- _Exercise_
For this exercise, transcribe all the entries exactly as given and omit the images.

- _Supplied material_
Content starts
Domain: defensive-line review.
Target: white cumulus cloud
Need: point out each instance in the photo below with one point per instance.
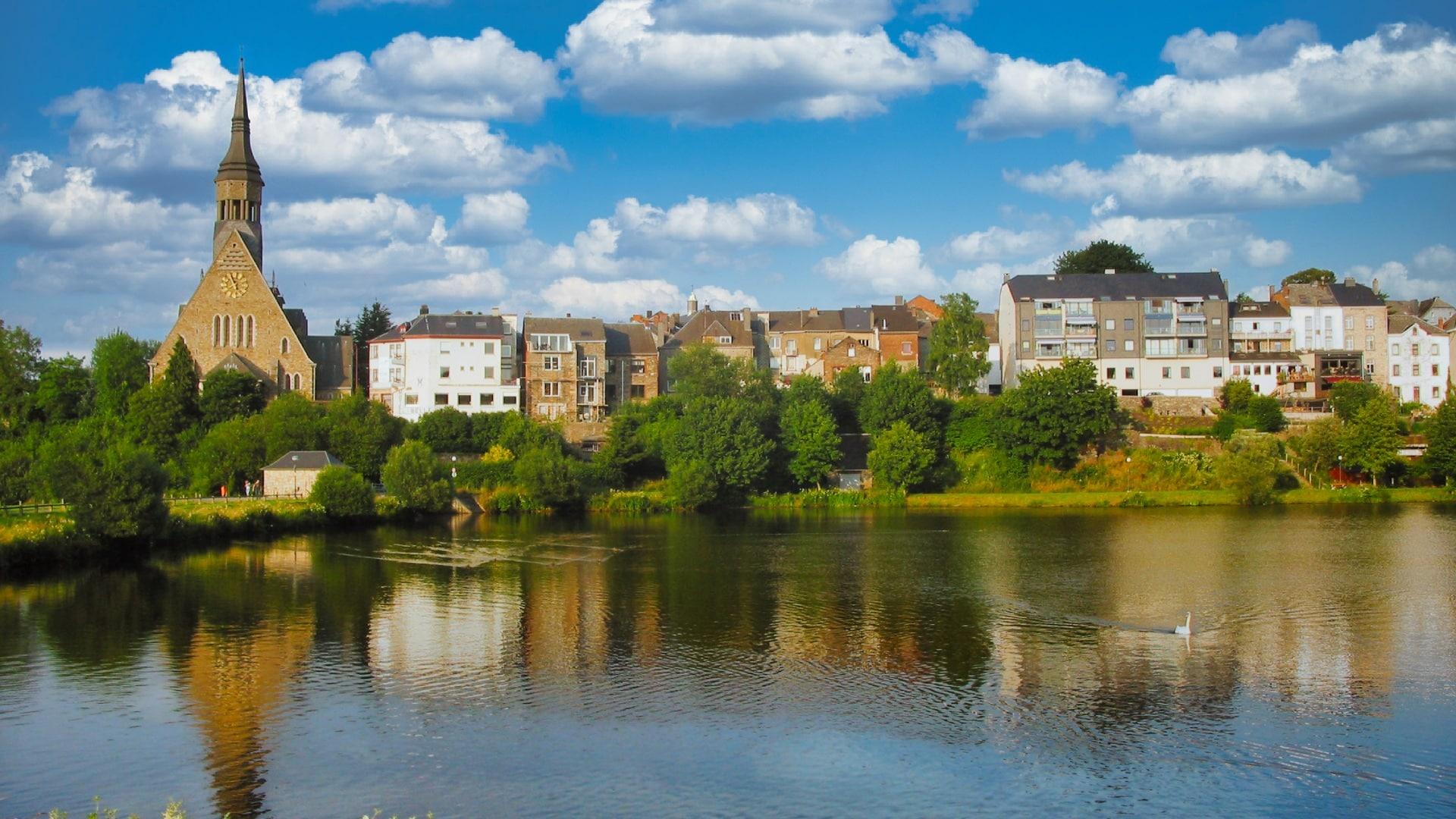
(1199, 55)
(1147, 183)
(878, 267)
(175, 126)
(437, 76)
Content ends
- _Written reply_
Domain: defensive-line review.
Target: white cumulus cloud
Need: point out each instance in the photo below with one point per instance.
(1199, 55)
(1147, 183)
(878, 267)
(175, 126)
(437, 76)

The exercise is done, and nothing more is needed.